• [GOAL]: Reproduce every one of the entries below character for character, keeping each line in its original order.

───── DATA FOR THE TASK

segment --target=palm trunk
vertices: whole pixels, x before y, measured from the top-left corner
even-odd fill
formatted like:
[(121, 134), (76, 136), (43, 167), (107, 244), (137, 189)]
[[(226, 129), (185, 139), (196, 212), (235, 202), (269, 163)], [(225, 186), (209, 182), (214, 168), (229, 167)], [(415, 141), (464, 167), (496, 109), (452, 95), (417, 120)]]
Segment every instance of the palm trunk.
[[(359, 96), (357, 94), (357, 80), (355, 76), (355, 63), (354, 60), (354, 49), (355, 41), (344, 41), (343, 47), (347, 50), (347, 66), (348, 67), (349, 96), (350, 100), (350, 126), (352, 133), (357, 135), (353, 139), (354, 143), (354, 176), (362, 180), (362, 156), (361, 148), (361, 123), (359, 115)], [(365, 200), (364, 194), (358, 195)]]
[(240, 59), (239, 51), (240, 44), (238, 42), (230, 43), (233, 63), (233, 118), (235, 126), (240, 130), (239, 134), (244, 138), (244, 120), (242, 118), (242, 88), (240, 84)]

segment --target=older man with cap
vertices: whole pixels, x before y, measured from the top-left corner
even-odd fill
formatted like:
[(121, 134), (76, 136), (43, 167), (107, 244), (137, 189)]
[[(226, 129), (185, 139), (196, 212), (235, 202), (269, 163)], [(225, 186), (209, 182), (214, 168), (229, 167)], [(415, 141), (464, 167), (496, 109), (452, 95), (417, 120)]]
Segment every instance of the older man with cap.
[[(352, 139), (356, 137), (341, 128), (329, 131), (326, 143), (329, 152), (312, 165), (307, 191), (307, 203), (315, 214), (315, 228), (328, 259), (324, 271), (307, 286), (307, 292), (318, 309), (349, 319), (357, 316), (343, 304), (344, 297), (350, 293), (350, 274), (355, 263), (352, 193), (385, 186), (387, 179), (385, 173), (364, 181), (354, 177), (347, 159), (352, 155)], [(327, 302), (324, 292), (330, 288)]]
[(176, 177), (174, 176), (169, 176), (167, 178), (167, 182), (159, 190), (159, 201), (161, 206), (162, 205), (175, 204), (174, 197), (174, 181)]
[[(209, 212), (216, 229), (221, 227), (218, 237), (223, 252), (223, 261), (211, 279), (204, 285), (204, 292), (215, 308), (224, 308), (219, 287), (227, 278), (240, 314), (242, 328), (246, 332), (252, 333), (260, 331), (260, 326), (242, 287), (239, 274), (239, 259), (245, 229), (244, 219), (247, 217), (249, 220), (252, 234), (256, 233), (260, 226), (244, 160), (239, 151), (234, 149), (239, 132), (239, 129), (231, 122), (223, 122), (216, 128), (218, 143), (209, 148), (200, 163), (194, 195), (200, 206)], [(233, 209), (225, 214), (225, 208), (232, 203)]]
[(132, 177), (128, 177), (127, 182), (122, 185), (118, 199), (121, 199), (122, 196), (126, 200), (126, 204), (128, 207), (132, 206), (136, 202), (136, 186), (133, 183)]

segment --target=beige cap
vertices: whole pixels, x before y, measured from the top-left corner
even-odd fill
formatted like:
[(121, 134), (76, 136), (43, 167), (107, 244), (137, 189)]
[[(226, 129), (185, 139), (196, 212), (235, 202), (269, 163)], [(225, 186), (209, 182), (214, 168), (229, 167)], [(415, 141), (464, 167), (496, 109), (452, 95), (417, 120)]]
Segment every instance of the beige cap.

──────────

• [OUTPUT BELOW]:
segment --target=palm trunk
vertices: whole pixels, x before y, measured from the top-left corner
even-odd fill
formatted like:
[(121, 134), (76, 136), (43, 167), (107, 244), (137, 189)]
[[(226, 129), (185, 139), (196, 212), (235, 202), (269, 163)], [(225, 186), (209, 182), (214, 168), (229, 167)], [(415, 141), (464, 167), (496, 109), (452, 95), (417, 120)]]
Segment every instance of the palm trunk.
[[(359, 96), (357, 94), (357, 80), (355, 76), (355, 63), (354, 60), (354, 49), (355, 41), (344, 41), (343, 47), (347, 50), (347, 66), (348, 67), (349, 96), (350, 100), (350, 126), (352, 133), (357, 135), (353, 139), (354, 143), (354, 176), (362, 180), (362, 156), (361, 148), (361, 123), (359, 115)], [(365, 200), (364, 194), (358, 195)]]
[(240, 59), (239, 51), (240, 44), (238, 42), (230, 43), (233, 63), (233, 118), (235, 126), (240, 130), (239, 134), (244, 138), (244, 120), (242, 118), (242, 88), (240, 84)]

segment --target=older man with cap
vertices: whole pixels, x before y, measured from the top-left corner
even-odd fill
formatted like:
[(121, 134), (76, 136), (43, 167), (107, 244), (137, 189)]
[[(226, 129), (185, 139), (196, 212), (235, 202), (269, 163)], [(225, 186), (209, 182), (214, 168), (229, 167)], [(415, 141), (464, 167), (496, 109), (452, 95), (417, 120)]]
Segment every instance of the older man with cap.
[[(352, 139), (356, 137), (341, 128), (329, 131), (326, 143), (329, 152), (312, 165), (307, 191), (307, 203), (315, 214), (315, 228), (328, 259), (324, 271), (307, 286), (307, 292), (318, 309), (349, 319), (357, 316), (343, 304), (344, 297), (350, 293), (350, 274), (355, 263), (352, 193), (385, 186), (387, 179), (385, 173), (364, 181), (354, 177), (347, 159), (352, 155)], [(327, 302), (324, 292), (330, 288)]]
[(176, 177), (174, 176), (169, 176), (167, 178), (167, 182), (159, 190), (159, 201), (161, 206), (162, 205), (175, 204), (174, 197), (174, 181)]
[[(209, 212), (216, 229), (221, 227), (218, 237), (223, 252), (223, 261), (211, 279), (204, 285), (204, 292), (215, 308), (224, 308), (219, 287), (227, 278), (240, 314), (242, 328), (246, 332), (252, 333), (260, 331), (260, 326), (242, 287), (239, 274), (239, 259), (245, 229), (244, 219), (247, 217), (249, 220), (252, 234), (256, 233), (260, 226), (244, 160), (239, 151), (234, 149), (239, 132), (239, 129), (231, 122), (223, 122), (216, 128), (218, 143), (209, 148), (200, 163), (194, 195), (200, 206)], [(233, 209), (225, 214), (225, 208), (232, 203)]]
[(132, 177), (128, 177), (127, 182), (122, 185), (118, 199), (121, 199), (122, 196), (126, 200), (126, 204), (128, 207), (132, 206), (136, 202), (136, 186), (133, 183)]

segment --target=beige cap
vertices: whole pixels, x before y, measured from the top-left corner
even-odd fill
formatted like:
[(121, 134), (76, 136), (43, 167), (107, 244), (137, 189)]
[[(226, 129), (185, 139), (196, 212), (235, 202), (269, 163)], [(225, 186), (209, 182), (214, 168), (229, 167)], [(415, 141), (464, 167), (496, 109), (452, 95), (417, 120)]]
Segment every instance of the beige cap.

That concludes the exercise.